◆ **本文抜粋**
--- --- ---

夕焼けのカスタネット
思い出話です。
小学校一年生の時だった。
ナオチャン(仮)という同級生が居た。
私と同じくらい変わり者で、同じくらいのノロマさで
気の合う友達であり、ライバルのようでもあった。
その日は音楽の授業があり
一年生が習う楽器がカスタネットだった。
先生はみんなに楽器を配るとこう言った。
「ゴムの輪っかを左手の中指にはめて手のひらに乗せましょう
青い板と赤い板がありますね?青い方を上向きに置いてね
青いお空が上、赤い地面が下ですよ!」
説明をしながらみんなをチェックして回る先生。
ところがナオチャンは先生の話をちゃんと聞いていなかったのか
上下を逆に置いていた。
「ナオチャン違うでしょ。青いお空が上ですよ?」
するとナオチャンはすかさずこう言い放った。
「ううん、違うねん。このお空は夕焼けやねん。」
クラスのみんなは一斉に笑い出した。
私も可笑しくて笑ってしまった。
(間違えたのにヘンな言い訳してる~)
先生は困った顔をしていた。
その日の夜、『今日のできごと』を母親に話した。
もちろんナオチャンの失敗エピソードだったのだが、母は
「あらーナオチャンすごいわね~そんな素敵な発想が出来るんやね~」
と、しきりに感心したのだ。
てっきり笑ってくれると思っていた私はびっくりした。
同時に恥ずかしさで胸がいっぱいになった。
(お母さんの反応の方が正しい…)
なぜ自分は笑ってしまったのだろう?
母親のようにナオチャンを褒める方が何だか良いに決まってるのに!
当時の私には独創性や感受性という言葉は思いつかなかったが
子供ながらに母親の着眼点は察する事ができていた気がする。

--- --- ---

◆ **提示された行**
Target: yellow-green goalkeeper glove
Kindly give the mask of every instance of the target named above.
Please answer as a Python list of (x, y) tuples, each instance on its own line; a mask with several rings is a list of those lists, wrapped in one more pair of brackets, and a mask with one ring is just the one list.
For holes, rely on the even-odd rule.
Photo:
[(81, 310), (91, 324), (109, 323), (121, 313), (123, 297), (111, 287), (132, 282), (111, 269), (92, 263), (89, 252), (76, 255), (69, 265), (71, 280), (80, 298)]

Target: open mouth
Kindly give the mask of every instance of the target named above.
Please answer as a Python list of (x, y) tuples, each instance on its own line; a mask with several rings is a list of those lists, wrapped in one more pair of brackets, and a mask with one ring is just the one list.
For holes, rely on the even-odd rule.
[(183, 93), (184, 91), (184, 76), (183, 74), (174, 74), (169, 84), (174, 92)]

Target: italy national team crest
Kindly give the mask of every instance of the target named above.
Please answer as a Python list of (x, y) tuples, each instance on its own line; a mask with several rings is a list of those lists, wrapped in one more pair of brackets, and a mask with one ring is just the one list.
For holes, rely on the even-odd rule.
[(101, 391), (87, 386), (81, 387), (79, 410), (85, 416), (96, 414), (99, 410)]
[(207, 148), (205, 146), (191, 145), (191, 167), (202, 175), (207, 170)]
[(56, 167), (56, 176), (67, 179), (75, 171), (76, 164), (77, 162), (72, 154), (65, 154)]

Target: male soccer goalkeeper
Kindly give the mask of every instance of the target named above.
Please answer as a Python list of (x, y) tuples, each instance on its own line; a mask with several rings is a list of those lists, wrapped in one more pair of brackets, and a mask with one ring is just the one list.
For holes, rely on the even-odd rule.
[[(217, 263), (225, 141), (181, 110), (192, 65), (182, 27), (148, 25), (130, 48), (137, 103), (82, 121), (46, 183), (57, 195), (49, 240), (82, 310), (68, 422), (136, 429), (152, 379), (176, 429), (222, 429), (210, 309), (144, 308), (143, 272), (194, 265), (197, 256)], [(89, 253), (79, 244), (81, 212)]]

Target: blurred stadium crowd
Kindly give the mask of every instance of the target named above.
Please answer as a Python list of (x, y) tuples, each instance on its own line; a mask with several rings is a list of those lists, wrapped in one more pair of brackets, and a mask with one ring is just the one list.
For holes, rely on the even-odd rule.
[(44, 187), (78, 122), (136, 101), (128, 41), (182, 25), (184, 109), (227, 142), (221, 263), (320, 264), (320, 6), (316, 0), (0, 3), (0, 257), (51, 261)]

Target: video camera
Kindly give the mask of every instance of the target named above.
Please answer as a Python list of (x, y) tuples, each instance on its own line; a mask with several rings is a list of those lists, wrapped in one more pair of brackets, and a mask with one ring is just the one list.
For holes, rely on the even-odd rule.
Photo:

--- --- ---

◆ **課題 A**
カスタネットの思い出話で、かぎかっこ「」で囲まれた発言はどれですか？すべて挙げてください。
◆ **課題 B**
カスタネットの思い出話を、最後の文のあとから書き継いでください。

◆ **解答 A**
- 「ゴムの輪っかを左手の中指にはめて手のひらに乗せましょう　青い板と赤い板がありますね?青い方を上向きに置いてね　青いお空が上、赤い地面が下ですよ!」
- 「ナオチャン違うでしょ。青いお空が上ですよ?」
- 「ううん、違うねん。このお空は夕焼けやねん。」
- 「あらーナオチャンすごいわね~そんな素敵な発想が出来るんやね~」

◆ **解答 B**
母親は私が周りの子より変わっていても変に扱わずに慈しんでくれたが
それは我が子だからという訳では無く、他所の子に対してもそうなのだ。
公平で寛容な大人が自分の親であることが誇らしく思えた。
果たしてナオチャンは、私の母親が感じたように
夕焼けという詩的な光景の表現に拘りがあったのかどうかは定かではない。
ただ後から考えれば、間違いに対して咄嗟の言い訳にしても巧妙ではある。
どちらにしてもただ者ではないナオチャンに対し
私はいっそう一目置いたのだった。
ナオチャンとは高校を卒業するまで共に過ごした。
私は美大に進学したが井の中の蛙だった。
氷河期の最中、大学を卒業してニートとワーキングプアを経たのち
何とかまともな職に就いたものの、もはや大それた夢は抱かず
夜中に胡乱な文章を書き散らすただのゲーマーになった。
ナオチャンは地元の企業に就職し
和風モダンな世界観を基調とした趣味人になった。
もう何年も顔を見ていないが
今度会ったら『夕焼けのカスタネット』を覚えているか聞いてみようかな?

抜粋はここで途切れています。